**YOUR TASK**
Set down each line exactly, beginning with the one that contains "Flag each woman holding" and continuing through the last line of the listing, and nothing else.

**TASK INPUT**
=== Begin Enclosure ===

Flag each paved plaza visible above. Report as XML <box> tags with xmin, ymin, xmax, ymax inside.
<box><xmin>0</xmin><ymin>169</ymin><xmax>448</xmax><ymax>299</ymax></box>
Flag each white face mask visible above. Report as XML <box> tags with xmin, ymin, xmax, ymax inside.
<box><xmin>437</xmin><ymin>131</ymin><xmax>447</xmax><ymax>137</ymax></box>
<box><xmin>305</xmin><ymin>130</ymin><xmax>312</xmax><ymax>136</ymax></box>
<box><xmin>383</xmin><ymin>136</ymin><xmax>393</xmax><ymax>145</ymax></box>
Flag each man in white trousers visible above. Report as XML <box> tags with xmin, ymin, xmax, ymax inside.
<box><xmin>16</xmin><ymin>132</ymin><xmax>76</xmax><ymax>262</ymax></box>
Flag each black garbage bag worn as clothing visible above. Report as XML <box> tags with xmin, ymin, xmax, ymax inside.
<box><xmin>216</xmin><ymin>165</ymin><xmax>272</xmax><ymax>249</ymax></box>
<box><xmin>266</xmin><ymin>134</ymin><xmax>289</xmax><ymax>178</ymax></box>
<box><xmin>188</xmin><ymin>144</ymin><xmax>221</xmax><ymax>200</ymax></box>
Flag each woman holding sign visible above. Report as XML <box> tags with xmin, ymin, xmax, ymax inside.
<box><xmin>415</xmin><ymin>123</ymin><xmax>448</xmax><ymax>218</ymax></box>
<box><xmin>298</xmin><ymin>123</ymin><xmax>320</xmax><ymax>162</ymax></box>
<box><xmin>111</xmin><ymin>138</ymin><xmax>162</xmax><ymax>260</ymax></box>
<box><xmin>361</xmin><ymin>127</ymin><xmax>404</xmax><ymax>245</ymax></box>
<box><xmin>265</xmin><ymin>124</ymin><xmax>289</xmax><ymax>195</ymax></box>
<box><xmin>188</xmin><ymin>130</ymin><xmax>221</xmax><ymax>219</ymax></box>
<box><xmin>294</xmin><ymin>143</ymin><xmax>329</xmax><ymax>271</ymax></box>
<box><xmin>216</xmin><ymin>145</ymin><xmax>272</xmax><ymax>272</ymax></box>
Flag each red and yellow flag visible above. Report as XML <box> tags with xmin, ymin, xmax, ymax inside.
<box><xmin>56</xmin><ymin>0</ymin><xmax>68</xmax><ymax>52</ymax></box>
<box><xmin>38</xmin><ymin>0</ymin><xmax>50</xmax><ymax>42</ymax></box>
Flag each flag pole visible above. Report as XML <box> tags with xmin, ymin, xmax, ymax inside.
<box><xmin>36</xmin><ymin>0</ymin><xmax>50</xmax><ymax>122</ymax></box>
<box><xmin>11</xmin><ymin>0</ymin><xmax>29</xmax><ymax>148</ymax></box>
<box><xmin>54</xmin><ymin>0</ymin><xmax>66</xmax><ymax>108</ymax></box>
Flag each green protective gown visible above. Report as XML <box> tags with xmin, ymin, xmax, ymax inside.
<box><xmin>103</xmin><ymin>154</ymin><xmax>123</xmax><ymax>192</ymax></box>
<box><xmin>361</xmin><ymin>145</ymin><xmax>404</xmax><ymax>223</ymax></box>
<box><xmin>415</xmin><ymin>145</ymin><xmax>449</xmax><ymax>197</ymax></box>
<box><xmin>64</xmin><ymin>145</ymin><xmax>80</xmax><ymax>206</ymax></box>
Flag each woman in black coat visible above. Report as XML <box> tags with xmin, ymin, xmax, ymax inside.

=== End Enclosure ===

**RESULT OF THE EXERCISE**
Flag each woman holding sign visible above. Report as XML <box> tags with xmin, ymin, xmax, ymax inside.
<box><xmin>415</xmin><ymin>123</ymin><xmax>448</xmax><ymax>218</ymax></box>
<box><xmin>298</xmin><ymin>123</ymin><xmax>320</xmax><ymax>162</ymax></box>
<box><xmin>111</xmin><ymin>138</ymin><xmax>162</xmax><ymax>260</ymax></box>
<box><xmin>361</xmin><ymin>127</ymin><xmax>404</xmax><ymax>245</ymax></box>
<box><xmin>265</xmin><ymin>124</ymin><xmax>289</xmax><ymax>195</ymax></box>
<box><xmin>188</xmin><ymin>130</ymin><xmax>221</xmax><ymax>219</ymax></box>
<box><xmin>294</xmin><ymin>143</ymin><xmax>329</xmax><ymax>271</ymax></box>
<box><xmin>216</xmin><ymin>145</ymin><xmax>272</xmax><ymax>272</ymax></box>
Flag each red and yellow flag visible above. Report as XML <box> tags with xmin, ymin, xmax, ymax inside.
<box><xmin>56</xmin><ymin>0</ymin><xmax>68</xmax><ymax>52</ymax></box>
<box><xmin>38</xmin><ymin>0</ymin><xmax>50</xmax><ymax>42</ymax></box>
Flag each flag pole visible above. Report as XML <box> tags with xmin, ymin, xmax, ymax inside.
<box><xmin>36</xmin><ymin>0</ymin><xmax>50</xmax><ymax>122</ymax></box>
<box><xmin>11</xmin><ymin>0</ymin><xmax>29</xmax><ymax>148</ymax></box>
<box><xmin>54</xmin><ymin>0</ymin><xmax>66</xmax><ymax>108</ymax></box>
Flag each green protective gown visible above. Report as XML <box> tags with xmin, ymin, xmax, ymax inside.
<box><xmin>103</xmin><ymin>154</ymin><xmax>123</xmax><ymax>192</ymax></box>
<box><xmin>361</xmin><ymin>145</ymin><xmax>404</xmax><ymax>223</ymax></box>
<box><xmin>415</xmin><ymin>145</ymin><xmax>449</xmax><ymax>197</ymax></box>
<box><xmin>64</xmin><ymin>145</ymin><xmax>80</xmax><ymax>206</ymax></box>
Flag each woman in black coat visible above. Report as XML <box> tags with xmin, ymin, xmax, ymax inside.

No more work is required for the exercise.